[Point labeling dataset excerpts]

* BEGIN *

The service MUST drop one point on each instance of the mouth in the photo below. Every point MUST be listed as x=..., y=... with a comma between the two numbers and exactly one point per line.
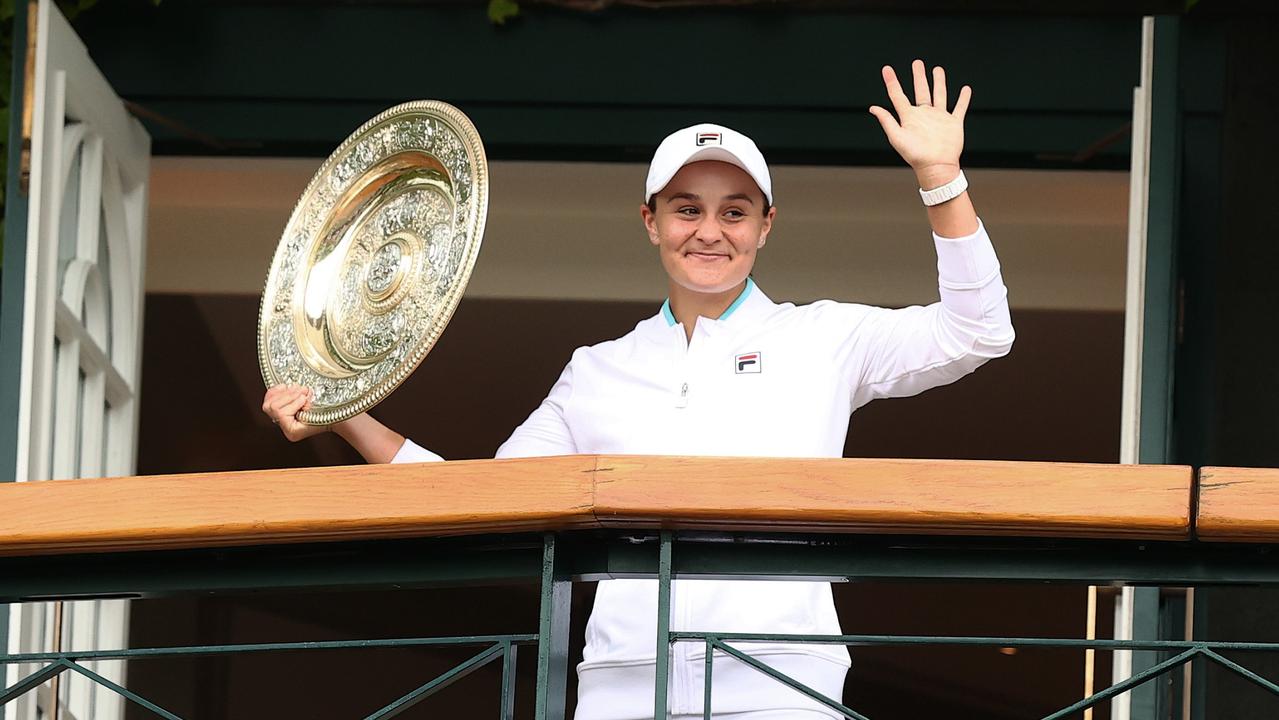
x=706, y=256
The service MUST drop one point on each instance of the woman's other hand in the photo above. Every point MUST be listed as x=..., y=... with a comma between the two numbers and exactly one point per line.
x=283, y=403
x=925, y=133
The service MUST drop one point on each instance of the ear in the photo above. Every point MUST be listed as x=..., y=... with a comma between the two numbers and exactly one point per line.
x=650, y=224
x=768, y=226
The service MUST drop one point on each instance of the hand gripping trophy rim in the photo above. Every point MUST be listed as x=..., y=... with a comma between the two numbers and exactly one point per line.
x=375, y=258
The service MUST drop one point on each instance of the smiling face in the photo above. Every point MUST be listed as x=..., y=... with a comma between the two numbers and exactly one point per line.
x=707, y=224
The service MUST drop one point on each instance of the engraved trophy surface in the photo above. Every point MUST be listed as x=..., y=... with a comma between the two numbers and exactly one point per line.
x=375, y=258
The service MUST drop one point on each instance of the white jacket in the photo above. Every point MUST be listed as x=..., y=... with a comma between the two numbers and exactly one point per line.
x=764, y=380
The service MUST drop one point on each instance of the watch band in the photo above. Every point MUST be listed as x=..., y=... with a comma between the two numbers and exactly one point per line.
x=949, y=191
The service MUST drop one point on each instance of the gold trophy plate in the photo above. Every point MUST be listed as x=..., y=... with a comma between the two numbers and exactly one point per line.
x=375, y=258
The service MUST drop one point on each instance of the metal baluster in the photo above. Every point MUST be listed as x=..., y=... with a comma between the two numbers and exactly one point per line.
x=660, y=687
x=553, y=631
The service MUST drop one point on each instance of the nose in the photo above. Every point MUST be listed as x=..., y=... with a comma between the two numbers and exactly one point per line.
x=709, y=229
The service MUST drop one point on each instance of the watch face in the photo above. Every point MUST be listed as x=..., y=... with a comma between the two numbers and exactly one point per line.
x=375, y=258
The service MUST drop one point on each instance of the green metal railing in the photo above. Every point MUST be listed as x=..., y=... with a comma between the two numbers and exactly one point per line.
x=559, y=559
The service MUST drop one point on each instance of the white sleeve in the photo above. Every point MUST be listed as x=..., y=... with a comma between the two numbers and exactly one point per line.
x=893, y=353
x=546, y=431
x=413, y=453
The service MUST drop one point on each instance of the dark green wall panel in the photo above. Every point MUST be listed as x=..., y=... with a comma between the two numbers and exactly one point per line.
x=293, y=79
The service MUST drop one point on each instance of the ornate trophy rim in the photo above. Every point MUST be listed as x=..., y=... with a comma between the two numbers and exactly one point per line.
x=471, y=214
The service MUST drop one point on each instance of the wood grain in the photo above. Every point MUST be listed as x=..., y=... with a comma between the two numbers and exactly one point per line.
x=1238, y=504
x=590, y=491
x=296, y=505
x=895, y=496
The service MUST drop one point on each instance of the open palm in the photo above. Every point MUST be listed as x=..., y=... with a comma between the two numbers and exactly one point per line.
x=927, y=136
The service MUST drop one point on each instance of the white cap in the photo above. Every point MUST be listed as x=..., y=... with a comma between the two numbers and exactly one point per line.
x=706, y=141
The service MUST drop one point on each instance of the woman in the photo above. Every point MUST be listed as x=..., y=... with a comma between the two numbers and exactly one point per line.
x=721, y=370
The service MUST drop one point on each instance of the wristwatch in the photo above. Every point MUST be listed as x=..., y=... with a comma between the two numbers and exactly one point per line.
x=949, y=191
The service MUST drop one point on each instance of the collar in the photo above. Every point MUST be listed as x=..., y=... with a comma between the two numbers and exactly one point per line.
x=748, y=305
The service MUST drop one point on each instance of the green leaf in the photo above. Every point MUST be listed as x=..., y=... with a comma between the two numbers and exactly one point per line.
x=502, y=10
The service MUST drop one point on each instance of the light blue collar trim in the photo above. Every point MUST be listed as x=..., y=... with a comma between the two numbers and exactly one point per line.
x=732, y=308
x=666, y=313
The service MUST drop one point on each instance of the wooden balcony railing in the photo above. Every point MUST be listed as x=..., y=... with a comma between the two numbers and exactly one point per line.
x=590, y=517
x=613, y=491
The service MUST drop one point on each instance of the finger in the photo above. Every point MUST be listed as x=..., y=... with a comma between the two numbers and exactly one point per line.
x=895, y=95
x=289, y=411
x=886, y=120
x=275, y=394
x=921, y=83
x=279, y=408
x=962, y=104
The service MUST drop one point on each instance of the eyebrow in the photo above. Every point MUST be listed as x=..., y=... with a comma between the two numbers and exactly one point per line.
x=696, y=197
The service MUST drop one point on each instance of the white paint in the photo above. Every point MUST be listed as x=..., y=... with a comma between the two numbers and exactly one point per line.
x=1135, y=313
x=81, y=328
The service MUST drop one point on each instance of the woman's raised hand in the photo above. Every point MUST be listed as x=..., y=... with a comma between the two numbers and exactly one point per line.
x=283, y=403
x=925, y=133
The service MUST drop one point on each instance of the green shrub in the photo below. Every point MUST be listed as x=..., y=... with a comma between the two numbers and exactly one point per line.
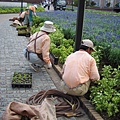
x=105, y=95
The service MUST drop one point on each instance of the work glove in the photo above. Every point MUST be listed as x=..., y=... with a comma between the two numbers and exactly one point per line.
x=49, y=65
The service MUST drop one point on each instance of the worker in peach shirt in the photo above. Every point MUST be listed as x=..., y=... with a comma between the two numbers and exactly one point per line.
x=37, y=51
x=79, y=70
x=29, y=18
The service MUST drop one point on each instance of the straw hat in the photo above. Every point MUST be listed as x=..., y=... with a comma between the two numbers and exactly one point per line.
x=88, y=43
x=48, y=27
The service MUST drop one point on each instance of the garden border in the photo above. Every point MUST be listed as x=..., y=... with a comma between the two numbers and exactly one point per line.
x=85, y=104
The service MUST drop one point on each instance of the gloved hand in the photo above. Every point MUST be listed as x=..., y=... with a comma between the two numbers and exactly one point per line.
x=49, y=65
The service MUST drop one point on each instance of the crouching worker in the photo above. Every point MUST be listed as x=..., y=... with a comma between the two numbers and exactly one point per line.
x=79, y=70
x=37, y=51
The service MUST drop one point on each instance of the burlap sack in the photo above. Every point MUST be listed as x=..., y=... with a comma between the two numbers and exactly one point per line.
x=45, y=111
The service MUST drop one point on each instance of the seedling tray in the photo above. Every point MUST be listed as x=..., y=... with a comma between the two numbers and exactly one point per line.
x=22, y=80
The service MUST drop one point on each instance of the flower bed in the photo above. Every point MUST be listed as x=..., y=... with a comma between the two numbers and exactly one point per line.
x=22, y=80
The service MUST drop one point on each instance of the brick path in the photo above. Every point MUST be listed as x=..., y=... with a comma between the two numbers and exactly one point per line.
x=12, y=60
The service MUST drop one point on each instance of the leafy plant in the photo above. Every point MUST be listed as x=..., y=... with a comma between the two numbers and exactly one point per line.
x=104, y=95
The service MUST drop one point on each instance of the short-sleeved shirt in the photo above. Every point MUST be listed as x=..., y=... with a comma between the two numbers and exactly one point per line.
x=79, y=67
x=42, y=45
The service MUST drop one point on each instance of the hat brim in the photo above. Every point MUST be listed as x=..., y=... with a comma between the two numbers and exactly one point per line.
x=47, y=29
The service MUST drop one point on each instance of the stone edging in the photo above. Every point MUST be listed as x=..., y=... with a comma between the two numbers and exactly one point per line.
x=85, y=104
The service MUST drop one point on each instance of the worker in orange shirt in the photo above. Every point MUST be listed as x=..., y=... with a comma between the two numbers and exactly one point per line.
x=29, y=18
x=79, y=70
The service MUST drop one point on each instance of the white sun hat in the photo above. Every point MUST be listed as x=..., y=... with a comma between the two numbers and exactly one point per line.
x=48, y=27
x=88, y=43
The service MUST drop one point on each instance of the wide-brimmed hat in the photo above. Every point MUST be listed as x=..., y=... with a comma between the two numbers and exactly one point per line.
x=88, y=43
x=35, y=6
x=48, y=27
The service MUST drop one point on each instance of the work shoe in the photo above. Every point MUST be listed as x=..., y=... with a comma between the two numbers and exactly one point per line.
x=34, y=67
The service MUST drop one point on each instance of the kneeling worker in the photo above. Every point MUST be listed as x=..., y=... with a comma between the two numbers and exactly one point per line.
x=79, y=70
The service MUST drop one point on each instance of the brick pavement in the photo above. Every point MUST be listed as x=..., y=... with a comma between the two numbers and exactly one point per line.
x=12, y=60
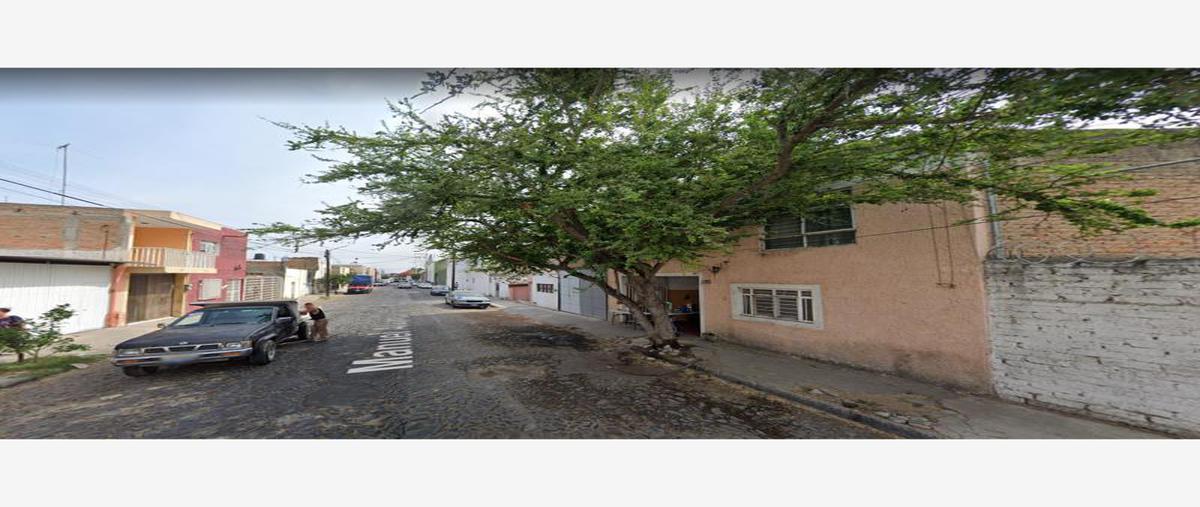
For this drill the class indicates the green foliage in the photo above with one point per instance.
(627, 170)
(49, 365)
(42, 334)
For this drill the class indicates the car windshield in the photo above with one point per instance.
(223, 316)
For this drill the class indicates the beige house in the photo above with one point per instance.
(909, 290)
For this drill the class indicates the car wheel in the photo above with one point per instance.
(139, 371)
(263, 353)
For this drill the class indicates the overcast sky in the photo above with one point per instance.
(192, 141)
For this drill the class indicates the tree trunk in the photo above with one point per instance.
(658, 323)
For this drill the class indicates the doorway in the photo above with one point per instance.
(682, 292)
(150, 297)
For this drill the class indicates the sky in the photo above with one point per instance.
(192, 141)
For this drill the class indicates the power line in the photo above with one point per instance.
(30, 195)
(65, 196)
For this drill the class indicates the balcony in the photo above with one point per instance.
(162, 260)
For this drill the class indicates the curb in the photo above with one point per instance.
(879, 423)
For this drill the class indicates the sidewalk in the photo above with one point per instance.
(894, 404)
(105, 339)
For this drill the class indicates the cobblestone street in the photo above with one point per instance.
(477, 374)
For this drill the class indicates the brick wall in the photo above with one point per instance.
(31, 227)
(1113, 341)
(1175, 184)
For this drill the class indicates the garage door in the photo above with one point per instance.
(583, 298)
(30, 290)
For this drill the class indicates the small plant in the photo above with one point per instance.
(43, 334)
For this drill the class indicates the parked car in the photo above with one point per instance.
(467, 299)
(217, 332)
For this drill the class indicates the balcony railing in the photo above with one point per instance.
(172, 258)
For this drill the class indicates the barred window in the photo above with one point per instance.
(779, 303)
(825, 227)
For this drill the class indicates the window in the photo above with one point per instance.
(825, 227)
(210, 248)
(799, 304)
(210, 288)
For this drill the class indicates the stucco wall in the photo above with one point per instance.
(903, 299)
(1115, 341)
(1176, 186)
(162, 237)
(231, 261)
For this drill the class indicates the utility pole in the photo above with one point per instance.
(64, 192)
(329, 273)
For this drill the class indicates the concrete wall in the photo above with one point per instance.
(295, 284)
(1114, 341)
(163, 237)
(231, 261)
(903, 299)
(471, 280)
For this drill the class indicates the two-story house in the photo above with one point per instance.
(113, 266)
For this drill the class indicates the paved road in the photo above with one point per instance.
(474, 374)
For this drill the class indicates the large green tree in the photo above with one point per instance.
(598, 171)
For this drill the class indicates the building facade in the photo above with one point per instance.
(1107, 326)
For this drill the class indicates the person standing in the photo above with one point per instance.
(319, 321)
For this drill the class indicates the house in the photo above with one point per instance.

* END *

→ WORK TO COMPLETE: In the records above, locate the line that contains "For this drill the class indicates the utility". Repeat it and every line after it, exactly, and nothing else.

→ CORRECT OUTPUT:
For this drill the class indicates the utility pole in the photo above with one point per instance.
(64, 192)
(329, 273)
For this drill the class indicates the concrete wall in the photo above with one point per instance.
(295, 284)
(1114, 341)
(163, 237)
(231, 261)
(903, 299)
(471, 280)
For this drill the class indicates the two-story house in the photo above with one point per instance.
(113, 266)
For this drill the class indicates the paved road in the photo above with one point per instance.
(474, 374)
For this drill the class indicates the large green tree in the photo above with one point per instance.
(598, 171)
For this drill the class indicates the building facade in the photo above with one point per instance.
(1107, 326)
For this drill the class indicates the person standing in the photo above with one point per instance.
(319, 321)
For this drill the class indicates the house in the photo above with one point per instance.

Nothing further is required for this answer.